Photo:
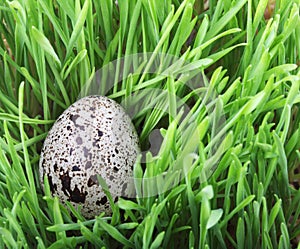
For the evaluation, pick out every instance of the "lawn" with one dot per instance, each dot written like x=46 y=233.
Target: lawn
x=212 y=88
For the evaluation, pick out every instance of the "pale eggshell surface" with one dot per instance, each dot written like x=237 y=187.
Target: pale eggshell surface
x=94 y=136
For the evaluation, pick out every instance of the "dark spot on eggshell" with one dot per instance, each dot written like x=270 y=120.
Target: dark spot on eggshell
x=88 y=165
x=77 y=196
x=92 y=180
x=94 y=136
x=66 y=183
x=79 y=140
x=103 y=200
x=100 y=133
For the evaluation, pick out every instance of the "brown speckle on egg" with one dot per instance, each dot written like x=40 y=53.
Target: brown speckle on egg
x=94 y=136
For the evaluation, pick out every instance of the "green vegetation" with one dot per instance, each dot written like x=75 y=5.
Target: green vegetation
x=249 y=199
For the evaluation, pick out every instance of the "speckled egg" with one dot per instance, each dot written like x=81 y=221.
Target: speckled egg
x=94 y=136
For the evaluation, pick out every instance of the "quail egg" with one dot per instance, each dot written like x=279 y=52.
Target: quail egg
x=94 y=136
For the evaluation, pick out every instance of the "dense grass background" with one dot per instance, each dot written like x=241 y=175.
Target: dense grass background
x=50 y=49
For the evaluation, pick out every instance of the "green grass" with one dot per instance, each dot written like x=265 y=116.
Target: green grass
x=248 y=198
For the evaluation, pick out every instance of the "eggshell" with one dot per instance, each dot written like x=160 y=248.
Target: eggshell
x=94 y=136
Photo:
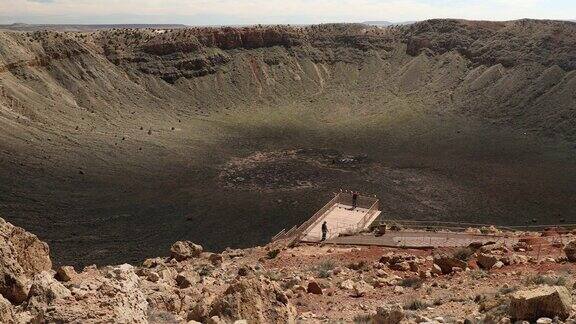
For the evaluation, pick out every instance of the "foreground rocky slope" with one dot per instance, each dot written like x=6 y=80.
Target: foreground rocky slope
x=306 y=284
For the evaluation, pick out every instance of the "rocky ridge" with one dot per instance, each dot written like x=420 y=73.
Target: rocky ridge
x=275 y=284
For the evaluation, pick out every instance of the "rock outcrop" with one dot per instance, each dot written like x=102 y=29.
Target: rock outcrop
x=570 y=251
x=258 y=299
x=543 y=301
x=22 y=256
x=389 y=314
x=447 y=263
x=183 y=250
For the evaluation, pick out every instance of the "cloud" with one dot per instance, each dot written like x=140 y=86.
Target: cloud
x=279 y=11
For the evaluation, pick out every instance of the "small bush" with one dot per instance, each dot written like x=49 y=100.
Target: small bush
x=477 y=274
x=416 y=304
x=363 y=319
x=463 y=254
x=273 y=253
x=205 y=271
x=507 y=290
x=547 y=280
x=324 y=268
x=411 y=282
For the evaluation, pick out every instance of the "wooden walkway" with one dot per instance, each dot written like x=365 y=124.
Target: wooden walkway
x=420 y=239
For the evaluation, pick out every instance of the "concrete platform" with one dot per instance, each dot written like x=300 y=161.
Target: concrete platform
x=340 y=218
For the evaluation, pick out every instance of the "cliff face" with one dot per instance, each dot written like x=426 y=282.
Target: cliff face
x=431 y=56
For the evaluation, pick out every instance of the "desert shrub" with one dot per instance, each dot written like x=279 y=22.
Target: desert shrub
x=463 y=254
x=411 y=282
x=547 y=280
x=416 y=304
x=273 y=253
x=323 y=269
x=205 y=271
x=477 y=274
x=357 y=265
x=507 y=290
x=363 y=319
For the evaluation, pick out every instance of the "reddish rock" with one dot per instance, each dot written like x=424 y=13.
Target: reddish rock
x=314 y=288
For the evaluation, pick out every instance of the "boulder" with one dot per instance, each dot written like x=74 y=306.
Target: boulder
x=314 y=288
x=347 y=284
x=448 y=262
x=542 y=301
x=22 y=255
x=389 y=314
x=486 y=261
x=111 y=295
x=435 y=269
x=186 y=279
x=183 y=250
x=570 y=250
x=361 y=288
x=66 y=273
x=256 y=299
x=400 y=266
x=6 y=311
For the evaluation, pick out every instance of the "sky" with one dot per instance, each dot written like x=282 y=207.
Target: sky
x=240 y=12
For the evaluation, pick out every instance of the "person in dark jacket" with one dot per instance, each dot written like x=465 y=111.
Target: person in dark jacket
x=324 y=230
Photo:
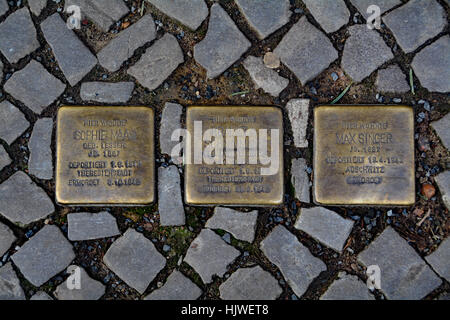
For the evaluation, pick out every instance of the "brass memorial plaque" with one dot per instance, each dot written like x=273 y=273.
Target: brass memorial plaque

---+---

Please lay out every line of the records above as a numbered list, skipping any blank lines and leaving the pictures out.

*RESULT FOR THIS TASK:*
1. Photo:
2. For the evaluation, pick out every instance of the "lawn" with one dot per instance, each dot written like x=46 y=233.
3. Target: lawn
4. x=212 y=88
5. For the evaluation, pick out every instance of the "pale eggshell surface" with one dot per instance, each dot written like x=237 y=187.
6. Target: pale eggshell surface
7. x=94 y=136
8. For the evaluation, pick out every instance of the "dark spot on eggshell" with one dot per instance, each dot written like x=270 y=120.
9. Target: dark spot on eggshell
10. x=88 y=165
11. x=77 y=196
12. x=92 y=180
13. x=94 y=136
14. x=66 y=183
15. x=79 y=140
16. x=103 y=200
17. x=100 y=133
18. For the evaluation, pick out every instance of the "brown speckle on egg" with one dot per instance, each dot written like x=40 y=53.
19. Target: brown speckle on egg
20. x=94 y=136
21. For the evaluation, pick out every instance of the "green vegetation" with one dot per instance, each dot written like x=75 y=5.
22. Target: green vegetation
23. x=249 y=199
24. For the evaluation, pick out every instance of the "speckled egg" with one dot per instance, each dot written like x=81 y=221.
25. Target: speckled egg
26. x=94 y=136
27. For the evaluation, pick out every instance of the "quail egg" with one dot per instance, each dot written like x=279 y=52.
28. Target: quail egg
29. x=94 y=136
30. For the evaluation, pick out every instance of the "dense grass background" with one dot per instance, each dot written like x=241 y=175.
31. Target: dense grass background
32. x=50 y=49
33. For the evaluation, pick out every instance of the "green grass" with one dot per instance, each dot written like x=265 y=116.
34. Target: green grass
35. x=248 y=198
36. For the evaluation, pick out every instance of the "eggshell" with one dot per instance, each dot written like x=160 y=248.
37. Target: eggshell
38. x=94 y=136
39. Photo:
40. For the evaluation, pick out every instance of the "foreground rocky slope" with one dot per instance, each dot written like x=6 y=80.
41. Target: foreground rocky slope
42. x=306 y=284
43. For the evaluation, pick out every instance of the "rocky ridge" with one dot per instance, each dot written like x=420 y=73.
44. Target: rocky ridge
45. x=275 y=284
46. For the evaluation, pick out every instance of the "rock outcrop" with one dot per instance, each dot written like x=102 y=29.
47. Target: rock outcrop
48. x=570 y=251
49. x=258 y=299
50. x=543 y=301
51. x=22 y=256
52. x=389 y=314
53. x=447 y=263
54. x=183 y=250
55. For the evaluation, pick out every instance of the "cloud" with one dot per instance, each dot written like x=140 y=86.
56. Target: cloud
57. x=279 y=11
58. For the evaluation, pick out every instance of the "small bush" with one dot per instance, each dot written like x=49 y=100.
59. Target: small bush
60. x=477 y=274
61. x=416 y=304
62. x=363 y=319
63. x=463 y=254
64. x=273 y=253
65. x=205 y=271
66. x=507 y=290
67. x=547 y=280
68. x=324 y=268
69. x=411 y=282
70. For the evaluation, pick out every instance of the "wooden walkway" with one dot per instance, each dot written like x=365 y=124.
71. Target: wooden walkway
72. x=420 y=239
73. For the evaluation, pick out every instance of the "concrete platform" with one dot per instance, each dot written like x=300 y=161.
74. Target: concrete platform
75. x=340 y=218
76. For the evaluation, pick out every instance of the "cliff face" with one dot per instance, each dot written like x=426 y=282.
77. Target: cliff face
78. x=431 y=56
79. For the evaluation, pick out every instance of the "desert shrub" with one dot per instance, each dot written like x=279 y=22.
80. Target: desert shrub
81. x=463 y=254
82. x=411 y=282
83. x=547 y=280
84. x=416 y=304
85. x=273 y=253
86. x=323 y=269
87. x=205 y=271
88. x=477 y=274
89. x=357 y=265
90. x=507 y=290
91. x=363 y=319
92. For the evaluation, pick out every instance of the "reddish rock" with one dot per instance, each dot written like x=424 y=13.
93. Target: reddish rock
94. x=314 y=288
95. For the evaluation, pick out every instance of the "boulder" with one dot per instance, each dot written like x=74 y=306.
96. Target: boulder
97. x=314 y=288
98. x=347 y=284
99. x=448 y=262
100. x=542 y=301
101. x=22 y=255
102. x=389 y=314
103. x=486 y=261
104. x=111 y=295
105. x=435 y=269
106. x=186 y=279
107. x=183 y=250
108. x=570 y=250
109. x=361 y=288
110. x=66 y=273
111. x=256 y=299
112. x=400 y=266
113. x=6 y=311
114. For the evaluation, pick out every instance of the "sky" with one dot per instance, each dot written like x=282 y=207.
115. Target: sky
116. x=240 y=12
117. For the evaluation, pick out every instance of the "person in dark jacket" with one dot per instance, each dot written like x=465 y=111.
118. Target: person in dark jacket
119. x=324 y=230
120. Photo:
121. For the evaluation, pick out every instance of the "brass memorial plaque" with one dot per instance, each dot written like x=273 y=273.
122. Target: brass memorial plaque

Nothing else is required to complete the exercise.